Data for processing
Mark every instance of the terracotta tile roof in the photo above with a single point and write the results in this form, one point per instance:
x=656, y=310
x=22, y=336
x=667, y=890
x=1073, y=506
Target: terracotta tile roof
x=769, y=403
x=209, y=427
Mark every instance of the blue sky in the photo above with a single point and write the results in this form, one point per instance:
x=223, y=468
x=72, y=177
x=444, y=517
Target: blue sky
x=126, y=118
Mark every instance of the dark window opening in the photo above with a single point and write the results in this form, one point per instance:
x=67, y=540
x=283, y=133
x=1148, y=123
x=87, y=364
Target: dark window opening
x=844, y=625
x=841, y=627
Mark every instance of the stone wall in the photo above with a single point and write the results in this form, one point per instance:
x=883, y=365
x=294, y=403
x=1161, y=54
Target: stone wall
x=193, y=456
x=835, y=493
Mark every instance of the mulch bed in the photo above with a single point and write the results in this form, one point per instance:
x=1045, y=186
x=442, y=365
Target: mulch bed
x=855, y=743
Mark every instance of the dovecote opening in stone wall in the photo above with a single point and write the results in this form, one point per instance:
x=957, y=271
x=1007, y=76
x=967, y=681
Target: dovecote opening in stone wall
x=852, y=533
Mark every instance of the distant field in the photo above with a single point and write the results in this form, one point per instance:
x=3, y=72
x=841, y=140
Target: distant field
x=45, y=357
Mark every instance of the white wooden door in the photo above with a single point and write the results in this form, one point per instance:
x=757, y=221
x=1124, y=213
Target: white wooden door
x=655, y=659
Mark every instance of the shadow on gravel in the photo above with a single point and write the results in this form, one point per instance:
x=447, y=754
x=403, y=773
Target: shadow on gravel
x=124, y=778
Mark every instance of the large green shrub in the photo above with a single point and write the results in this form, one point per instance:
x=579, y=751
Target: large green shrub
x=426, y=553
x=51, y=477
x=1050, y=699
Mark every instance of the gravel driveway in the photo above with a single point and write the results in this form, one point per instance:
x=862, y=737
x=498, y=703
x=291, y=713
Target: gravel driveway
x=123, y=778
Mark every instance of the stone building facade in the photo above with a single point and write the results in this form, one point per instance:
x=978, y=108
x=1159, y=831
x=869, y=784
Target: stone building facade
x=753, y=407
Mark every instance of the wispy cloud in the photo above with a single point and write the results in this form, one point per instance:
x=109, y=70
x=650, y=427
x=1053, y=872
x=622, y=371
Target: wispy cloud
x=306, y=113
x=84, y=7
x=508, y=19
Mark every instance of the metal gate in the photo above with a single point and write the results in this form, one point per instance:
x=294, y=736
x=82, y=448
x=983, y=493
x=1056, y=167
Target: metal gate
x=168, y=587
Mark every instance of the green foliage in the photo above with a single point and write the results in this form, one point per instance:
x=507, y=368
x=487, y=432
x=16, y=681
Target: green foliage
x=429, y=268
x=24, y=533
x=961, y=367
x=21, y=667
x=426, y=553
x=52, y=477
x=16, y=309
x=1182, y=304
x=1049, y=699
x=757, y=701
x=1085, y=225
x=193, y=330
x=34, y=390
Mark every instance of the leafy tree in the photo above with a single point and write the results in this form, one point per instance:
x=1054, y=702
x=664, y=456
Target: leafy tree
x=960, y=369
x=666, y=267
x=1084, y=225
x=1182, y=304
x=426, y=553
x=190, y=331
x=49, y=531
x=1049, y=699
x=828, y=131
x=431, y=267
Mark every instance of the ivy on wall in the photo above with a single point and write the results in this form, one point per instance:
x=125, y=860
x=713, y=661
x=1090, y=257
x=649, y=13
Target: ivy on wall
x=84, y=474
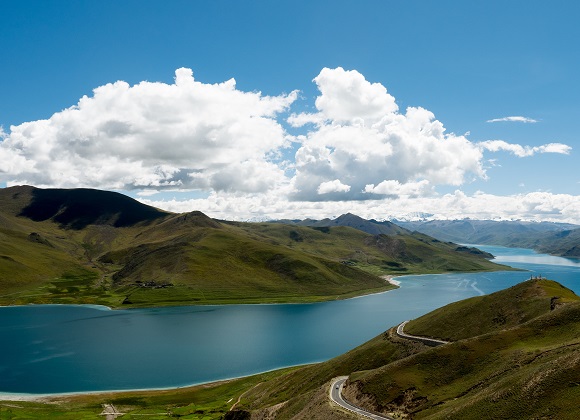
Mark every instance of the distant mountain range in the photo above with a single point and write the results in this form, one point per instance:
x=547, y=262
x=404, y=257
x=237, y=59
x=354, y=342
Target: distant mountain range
x=91, y=246
x=552, y=238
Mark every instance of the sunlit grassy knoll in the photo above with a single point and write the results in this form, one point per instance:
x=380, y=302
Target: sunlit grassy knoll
x=203, y=402
x=500, y=310
x=84, y=246
x=525, y=370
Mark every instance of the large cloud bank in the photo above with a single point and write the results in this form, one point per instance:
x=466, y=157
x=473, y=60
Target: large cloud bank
x=357, y=149
x=362, y=142
x=188, y=134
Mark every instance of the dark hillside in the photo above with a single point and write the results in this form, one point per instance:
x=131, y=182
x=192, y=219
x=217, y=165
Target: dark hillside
x=351, y=220
x=78, y=208
x=484, y=314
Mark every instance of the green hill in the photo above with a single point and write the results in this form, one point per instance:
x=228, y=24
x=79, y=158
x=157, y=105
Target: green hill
x=90, y=246
x=528, y=370
x=526, y=366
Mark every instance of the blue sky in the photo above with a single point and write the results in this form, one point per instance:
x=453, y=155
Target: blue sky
x=465, y=63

Exercise aim
Copy every line of the records above word for word, from start to finish, and leave the pictures out of your answer.

Full response
Mark every instance of the terracotta tile roof in the photo above with a single point and write the results in this form, one point per instance:
x=656, y=310
x=22, y=336
x=667, y=890
x=1073, y=506
Target: terracotta tile roof
x=769, y=403
x=209, y=427
Mark every instance of the blue sky in the photo above with a single point and write the results in this form, one point per instance:
x=223, y=468
x=72, y=177
x=444, y=517
Target: blue sky
x=126, y=118
Mark every instance of the dark window opening in the photo above with a single point and write the results in this form, one point per instance:
x=67, y=540
x=283, y=133
x=1148, y=123
x=87, y=364
Target: dark window opening
x=844, y=625
x=841, y=627
Mark every instance of the stone wall in the photo above with a single point and write the results in this form, one point per instance:
x=883, y=365
x=294, y=403
x=1161, y=54
Target: stone wall
x=193, y=456
x=835, y=493
Mark every instance of the mulch bed in the photo above with a single point and write the results in this form, one point per instance:
x=1045, y=186
x=442, y=365
Target: mulch bed
x=855, y=743
Mark every instance of the dovecote opening in stone wall in the photo above with a single point and write the results in this form, one point per instance:
x=957, y=271
x=1007, y=76
x=967, y=681
Target: dovecote opening in stone wall
x=852, y=533
Mark every instance of the distant field in the photo above with a single point and write the results in this form, one point per instance:
x=3, y=72
x=841, y=140
Target: distant field
x=45, y=357
Mark every instance of the white wooden door in the photo above with a single point and write the results in this form, one point per instance:
x=757, y=221
x=1124, y=213
Target: white wooden door
x=655, y=659
Mark every instance of the shadow on gravel in the photo above with a single point and write the results in this form, one point per instance:
x=447, y=754
x=403, y=773
Target: shadow on gravel
x=124, y=778
Mark every instance of the large green shrub in the photo above with a single point and write the results in this form, one point per instance:
x=579, y=751
Target: large green shrub
x=426, y=553
x=51, y=477
x=1050, y=699
Mark every instance of the gravel driveway in the photo above with a single point and write the results in this form, one point per instance:
x=862, y=737
x=498, y=703
x=291, y=713
Target: gravel driveway
x=123, y=778
Mark every instance of the stone building facade in the photo above with a single point and write the results in this form, one point per instance:
x=978, y=108
x=1159, y=831
x=869, y=784
Target: stone building facade
x=753, y=407
Mark every instance of the wispy cloud in the photo above with a single point and write the results in this form, one point per instance:
x=109, y=70
x=650, y=427
x=1053, y=872
x=622, y=371
Target: wispy cloud
x=306, y=113
x=84, y=7
x=508, y=19
Mark every instance of the metal gate in the photo above with a single point and write the results in this form, one point per instance:
x=294, y=736
x=82, y=448
x=983, y=493
x=1056, y=167
Target: metal gate
x=168, y=587
Mark every instance of the green foliage in the photo above with a single point and write the results in this form, one point per instance:
x=507, y=368
x=487, y=432
x=16, y=681
Target: green foliage
x=429, y=268
x=24, y=533
x=961, y=367
x=21, y=667
x=426, y=553
x=52, y=477
x=16, y=309
x=1182, y=304
x=1049, y=699
x=757, y=701
x=1085, y=225
x=193, y=330
x=34, y=390
Mark every instance of the leafy tree in the photo above with a single point and write the results in this form, one point per instance:
x=1054, y=702
x=664, y=456
Target: leafy tree
x=960, y=369
x=666, y=267
x=1084, y=225
x=1182, y=304
x=426, y=553
x=190, y=331
x=49, y=531
x=1049, y=699
x=828, y=131
x=431, y=267
Mark every instance of the ivy on wall in the photo above with a single point and write the results in this form, one point per instance:
x=125, y=860
x=713, y=661
x=1090, y=257
x=649, y=13
Target: ivy on wall
x=84, y=474
Mark every instance of the distant mountain range in the photo above with a single point and write the results in this form, one point per instance:
x=547, y=262
x=404, y=257
x=237, y=59
x=354, y=342
Target: distant mountain range
x=91, y=246
x=552, y=238
Mark every instance of the sunlit grassy knoll in the photo above with a single point and write the results in this form, one point per instance:
x=380, y=302
Target: sunlit grassy knoll
x=203, y=402
x=500, y=310
x=84, y=246
x=525, y=370
Mark every instance of the large cloud bank in the photo above with a single point and write the results in this form, one point per instance:
x=466, y=157
x=473, y=60
Target: large cloud bank
x=357, y=149
x=362, y=142
x=188, y=134
Mark every instance of the dark hillside in the photo above with a single point and write the results in this form, one point per instance:
x=131, y=182
x=192, y=219
x=217, y=165
Target: dark hillside
x=351, y=220
x=78, y=208
x=484, y=314
Mark every instance of the green hill in the photo above with a single point and write the results in this form, one point per instance:
x=228, y=24
x=79, y=158
x=157, y=105
Target: green hill
x=90, y=246
x=528, y=370
x=526, y=366
Mark every instance of the blue sky in the photo above with a single point and write the results in this form, one point per instance:
x=453, y=155
Target: blue sky
x=465, y=63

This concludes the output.